* **Do this**:
Put every line of the items that follow into a numbered list, leaving out any blank lines.

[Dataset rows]
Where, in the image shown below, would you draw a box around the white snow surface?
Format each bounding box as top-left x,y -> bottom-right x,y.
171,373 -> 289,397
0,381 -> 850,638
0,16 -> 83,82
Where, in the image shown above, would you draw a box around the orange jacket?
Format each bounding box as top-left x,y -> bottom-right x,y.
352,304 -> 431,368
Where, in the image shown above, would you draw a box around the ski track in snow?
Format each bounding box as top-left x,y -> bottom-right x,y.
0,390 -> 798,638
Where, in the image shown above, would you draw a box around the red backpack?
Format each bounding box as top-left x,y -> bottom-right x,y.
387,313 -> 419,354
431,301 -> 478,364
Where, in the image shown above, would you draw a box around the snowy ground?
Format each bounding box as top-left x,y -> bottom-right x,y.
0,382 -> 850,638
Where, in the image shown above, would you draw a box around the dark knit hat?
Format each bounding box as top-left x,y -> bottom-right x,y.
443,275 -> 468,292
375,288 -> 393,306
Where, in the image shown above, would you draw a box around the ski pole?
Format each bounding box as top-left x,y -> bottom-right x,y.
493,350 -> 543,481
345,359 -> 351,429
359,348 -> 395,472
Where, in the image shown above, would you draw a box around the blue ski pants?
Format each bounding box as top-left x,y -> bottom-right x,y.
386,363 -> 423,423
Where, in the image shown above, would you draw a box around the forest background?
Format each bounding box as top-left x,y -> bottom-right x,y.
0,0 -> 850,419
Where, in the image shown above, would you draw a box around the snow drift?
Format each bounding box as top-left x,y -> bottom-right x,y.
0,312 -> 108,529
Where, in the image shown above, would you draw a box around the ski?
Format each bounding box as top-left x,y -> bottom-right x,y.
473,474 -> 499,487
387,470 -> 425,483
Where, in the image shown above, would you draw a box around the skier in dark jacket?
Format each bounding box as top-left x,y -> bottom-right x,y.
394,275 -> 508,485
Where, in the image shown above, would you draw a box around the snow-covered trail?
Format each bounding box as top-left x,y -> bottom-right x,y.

* **Result**:
1. Where, in the image shown below, would you draw a box around the white snow surface?
2. Format each bounding box as top-left x,y -> bottom-right x,y.
3. 171,373 -> 289,397
4. 0,381 -> 850,638
5. 0,16 -> 83,82
6. Where, in the image shown above, would you draw a box around the orange jacket?
7. Format each bounding box as top-left x,y -> bottom-right x,y.
8. 352,304 -> 431,368
9. Where, in the image shown above, would you draw a box around the ski track in snow?
10. Format each bounding box as top-left x,y -> bottom-right x,y.
11. 0,390 -> 798,638
12. Where, in the image shown above, would you draw a box around the red backpack?
13. Format each bounding box as top-left x,y -> bottom-right x,y.
14. 387,313 -> 419,354
15. 431,301 -> 478,364
16. Where, in the image shown above, would you draw a box around the snowy ground?
17. Format each bounding box as top-left x,y -> bottom-right x,y.
18. 0,382 -> 850,638
19. Where, in the image shown above, would you draw a box around the dark knit hat?
20. Format each bounding box as top-left x,y -> bottom-right x,y.
21. 443,275 -> 468,292
22. 375,288 -> 393,306
23. Where, in the image shown above, would you draw a box around the ski pole?
24. Format each bounding box as top-left x,y -> bottom-right x,y.
25. 493,350 -> 543,481
26. 345,359 -> 351,429
27. 359,348 -> 395,472
28. Where, in the image shown above, would you draw a box around the blue ski pants?
29. Format each bounding box as top-left x,y -> bottom-right x,y.
30. 386,363 -> 423,423
31. Where, in the image shown above, would you draw a box around the forest background?
32. Format each bounding box as top-left x,y -> bottom-right x,y.
33. 0,0 -> 850,419
34. Where, in the image shown above, would you draw a box around the snow drift?
35. Format each bounding box as top-left x,y -> bottom-right x,y.
36. 0,312 -> 108,529
37. Where, in the image shown above, would you draw a box around the ski?
38. Format each bounding box as top-left x,y -> bottom-right x,y.
39. 473,474 -> 499,487
40. 387,470 -> 425,483
41. Where, in the image shown above, would you draw a box around the skier in dark jacket?
42. Format each bounding box as top-left x,y -> bottom-right x,y.
43. 394,275 -> 508,485
44. Where, in the image shown above, would you draw a box around the snow-covered trail?
45. Format each bounding box as top-left x,y -> bottom-right x,y.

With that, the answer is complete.